»»

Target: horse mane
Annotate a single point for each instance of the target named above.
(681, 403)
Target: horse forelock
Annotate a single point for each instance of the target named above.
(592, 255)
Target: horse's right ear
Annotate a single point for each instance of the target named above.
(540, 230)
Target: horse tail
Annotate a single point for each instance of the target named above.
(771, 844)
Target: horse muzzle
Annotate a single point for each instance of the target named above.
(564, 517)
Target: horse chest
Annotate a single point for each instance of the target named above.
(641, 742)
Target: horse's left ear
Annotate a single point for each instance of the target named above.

««
»»

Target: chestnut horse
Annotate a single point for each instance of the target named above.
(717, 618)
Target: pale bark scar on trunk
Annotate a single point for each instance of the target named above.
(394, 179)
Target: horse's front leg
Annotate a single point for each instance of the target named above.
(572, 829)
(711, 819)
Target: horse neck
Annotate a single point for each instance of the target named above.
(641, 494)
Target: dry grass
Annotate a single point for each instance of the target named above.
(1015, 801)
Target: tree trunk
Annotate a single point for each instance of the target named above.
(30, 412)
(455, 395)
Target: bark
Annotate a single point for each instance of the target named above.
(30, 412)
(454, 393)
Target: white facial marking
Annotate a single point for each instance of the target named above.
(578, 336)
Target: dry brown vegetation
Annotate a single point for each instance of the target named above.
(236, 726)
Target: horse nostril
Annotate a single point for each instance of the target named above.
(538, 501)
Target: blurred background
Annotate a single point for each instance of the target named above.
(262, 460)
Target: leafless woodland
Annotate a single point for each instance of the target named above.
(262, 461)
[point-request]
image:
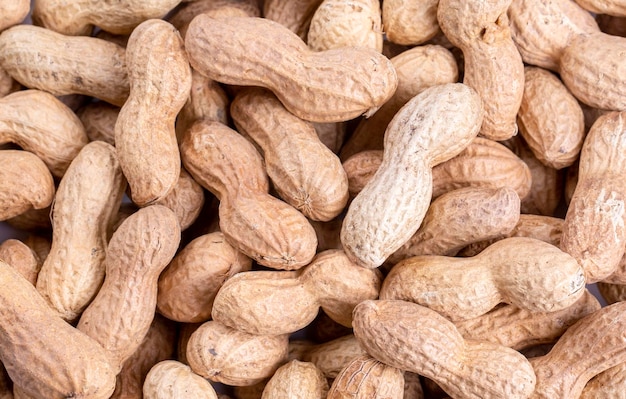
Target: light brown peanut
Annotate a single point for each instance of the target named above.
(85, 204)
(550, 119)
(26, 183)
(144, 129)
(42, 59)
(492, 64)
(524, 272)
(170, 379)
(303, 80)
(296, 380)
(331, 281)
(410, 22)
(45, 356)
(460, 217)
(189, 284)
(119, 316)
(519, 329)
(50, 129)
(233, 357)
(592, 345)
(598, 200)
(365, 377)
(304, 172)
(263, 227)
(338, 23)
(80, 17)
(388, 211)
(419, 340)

««

What you should do »
Please list each line of the rows above that contains the string "horse", copying every such line in full.

Answer to this exercise »
Target: horse mane
Target: horse forelock
Target: horse's right ear
Target: horse tail
Target: horse muzzle
Target: horse chest
Target: horse's left ear
Target: chestnut horse
Target: horse's front leg
Target: horse neck
Target: horse nostril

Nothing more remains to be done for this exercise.